Problems to solve:
1. Return the passage of the court ruling from "The Court notes" to "is without merit." word for word.
2. List each distinct calendar date mentioned in the court ruling, in the order each first appears.

Source extract:
Based upon the foregoing, that branch of the Defendant/Third Party Defendant Sebastian Lattuga, MD's application for an Order pursuant to CPLR 3103 issuing a Protective Order barring the taking of the deposition of non-party witness Pauline Lattuga, is denied as moot .
The Court notes that the instant action was originally certified as ready for trial by Order of the Court dated February 21, 2008. Thereafter by Order of the Hon. Joseph P. Spinola dated August 11, 2009, the Note of Issue in the action was vacated. By Order of the Hon. R. Bruce Cozzens, Jr. dated January 14, 2010, the action was again certified and the plaintiff directed to file a Note of Issue within 90 days. A Note of Issue pursuant to the Court's records was timely filed on April 13, 2010. As such, to the extent that the defendants Cardinal Health contend that the plaintiffs' summary judgment application served on February 18, 2010 subsequent to Judge Cozzens Certification Order and prior to the Note of Issue's filing on April 13, 2010 and prior to the expiration of the 120 day period set forth in CPLR § 3212(a), said contention is without merit.

Data records:
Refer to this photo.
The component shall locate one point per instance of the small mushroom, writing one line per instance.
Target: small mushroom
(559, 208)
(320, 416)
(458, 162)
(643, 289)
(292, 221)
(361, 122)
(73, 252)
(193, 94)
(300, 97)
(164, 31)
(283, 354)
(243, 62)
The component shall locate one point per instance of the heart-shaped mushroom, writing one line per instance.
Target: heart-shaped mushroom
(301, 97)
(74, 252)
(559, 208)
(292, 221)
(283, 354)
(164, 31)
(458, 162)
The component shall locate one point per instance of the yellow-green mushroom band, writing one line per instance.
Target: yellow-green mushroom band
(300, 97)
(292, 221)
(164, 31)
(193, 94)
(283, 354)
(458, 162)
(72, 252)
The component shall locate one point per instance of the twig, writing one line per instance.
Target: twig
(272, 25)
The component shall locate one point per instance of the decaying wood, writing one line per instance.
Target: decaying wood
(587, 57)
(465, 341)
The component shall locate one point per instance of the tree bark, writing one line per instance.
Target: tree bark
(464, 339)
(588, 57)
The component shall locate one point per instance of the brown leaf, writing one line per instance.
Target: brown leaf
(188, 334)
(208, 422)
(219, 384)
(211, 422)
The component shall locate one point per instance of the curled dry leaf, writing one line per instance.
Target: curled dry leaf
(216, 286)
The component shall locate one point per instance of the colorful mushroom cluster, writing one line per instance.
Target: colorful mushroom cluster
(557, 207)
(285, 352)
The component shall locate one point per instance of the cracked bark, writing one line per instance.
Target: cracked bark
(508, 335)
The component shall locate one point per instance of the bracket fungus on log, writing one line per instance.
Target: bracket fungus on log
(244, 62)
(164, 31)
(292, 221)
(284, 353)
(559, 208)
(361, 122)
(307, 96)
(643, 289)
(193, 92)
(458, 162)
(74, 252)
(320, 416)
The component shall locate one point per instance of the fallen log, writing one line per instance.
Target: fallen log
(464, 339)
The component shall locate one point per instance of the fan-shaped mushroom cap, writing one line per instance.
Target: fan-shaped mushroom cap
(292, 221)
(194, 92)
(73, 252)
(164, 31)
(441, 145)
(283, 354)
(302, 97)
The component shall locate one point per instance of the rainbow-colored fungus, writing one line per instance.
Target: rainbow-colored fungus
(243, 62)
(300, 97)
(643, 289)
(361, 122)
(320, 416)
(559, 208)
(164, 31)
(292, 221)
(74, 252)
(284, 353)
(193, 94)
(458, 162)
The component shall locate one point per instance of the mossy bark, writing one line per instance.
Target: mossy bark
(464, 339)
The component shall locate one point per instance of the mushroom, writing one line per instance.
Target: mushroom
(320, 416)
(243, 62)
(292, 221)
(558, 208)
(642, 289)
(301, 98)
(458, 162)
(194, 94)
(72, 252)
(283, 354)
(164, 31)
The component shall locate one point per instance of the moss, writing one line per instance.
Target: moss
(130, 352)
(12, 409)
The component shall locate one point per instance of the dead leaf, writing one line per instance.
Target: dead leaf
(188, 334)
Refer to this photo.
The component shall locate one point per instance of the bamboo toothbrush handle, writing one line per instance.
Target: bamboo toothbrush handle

...

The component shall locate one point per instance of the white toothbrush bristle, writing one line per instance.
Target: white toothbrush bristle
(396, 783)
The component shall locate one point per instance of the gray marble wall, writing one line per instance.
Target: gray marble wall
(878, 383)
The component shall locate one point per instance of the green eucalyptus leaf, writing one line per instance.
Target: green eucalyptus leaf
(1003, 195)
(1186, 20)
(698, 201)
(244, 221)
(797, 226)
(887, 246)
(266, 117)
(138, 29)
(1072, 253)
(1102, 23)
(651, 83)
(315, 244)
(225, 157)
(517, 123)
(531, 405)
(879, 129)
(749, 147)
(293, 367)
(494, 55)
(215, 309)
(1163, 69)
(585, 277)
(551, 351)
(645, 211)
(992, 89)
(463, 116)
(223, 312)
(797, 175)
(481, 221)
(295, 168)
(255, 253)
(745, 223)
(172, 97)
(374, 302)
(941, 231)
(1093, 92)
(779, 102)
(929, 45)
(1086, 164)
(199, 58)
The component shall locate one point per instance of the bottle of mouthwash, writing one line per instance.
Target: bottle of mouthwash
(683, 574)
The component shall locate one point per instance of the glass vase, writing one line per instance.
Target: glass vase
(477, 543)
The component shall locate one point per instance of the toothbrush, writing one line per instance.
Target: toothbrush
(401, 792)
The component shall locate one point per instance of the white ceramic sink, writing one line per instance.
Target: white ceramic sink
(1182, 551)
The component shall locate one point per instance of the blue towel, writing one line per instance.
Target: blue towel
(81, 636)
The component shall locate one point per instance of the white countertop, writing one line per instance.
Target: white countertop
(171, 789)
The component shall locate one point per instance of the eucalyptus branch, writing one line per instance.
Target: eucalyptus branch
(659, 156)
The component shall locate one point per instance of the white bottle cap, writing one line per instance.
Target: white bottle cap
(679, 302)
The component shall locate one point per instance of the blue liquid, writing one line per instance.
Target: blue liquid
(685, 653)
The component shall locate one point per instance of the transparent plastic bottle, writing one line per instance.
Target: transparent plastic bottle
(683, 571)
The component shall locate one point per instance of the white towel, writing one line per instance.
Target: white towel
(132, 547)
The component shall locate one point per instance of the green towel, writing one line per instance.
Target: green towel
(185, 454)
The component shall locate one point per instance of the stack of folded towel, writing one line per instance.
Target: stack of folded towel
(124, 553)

Numbered responses:
1.
The Court notes that the instant action was originally certified as ready for trial by Order of the Court dated February 21, 2008. Thereafter by Order of the Hon. Joseph P. Spinola dated August 11, 2009, the Note of Issue in the action was vacated. By Order of the Hon. R. Bruce Cozzens, Jr. dated January 14, 2010, the action was again certified and the plaintiff directed to file a Note of Issue within 90 days. A Note of Issue pursuant to the Court's records was timely filed on April 13, 2010. As such, to the extent that the defendants Cardinal Health contend that the plaintiffs' summary judgment application served on February 18, 2010 subsequent to Judge Cozzens Certification Order and prior to the Note of Issue's filing on April 13, 2010 and prior to the expiration of the 120 day period set forth in CPLR § 3212(a), said contention is without merit.

2.
February 21, 2008
August 11, 2009
January 14, 2010
April 13, 2010
February 18, 2010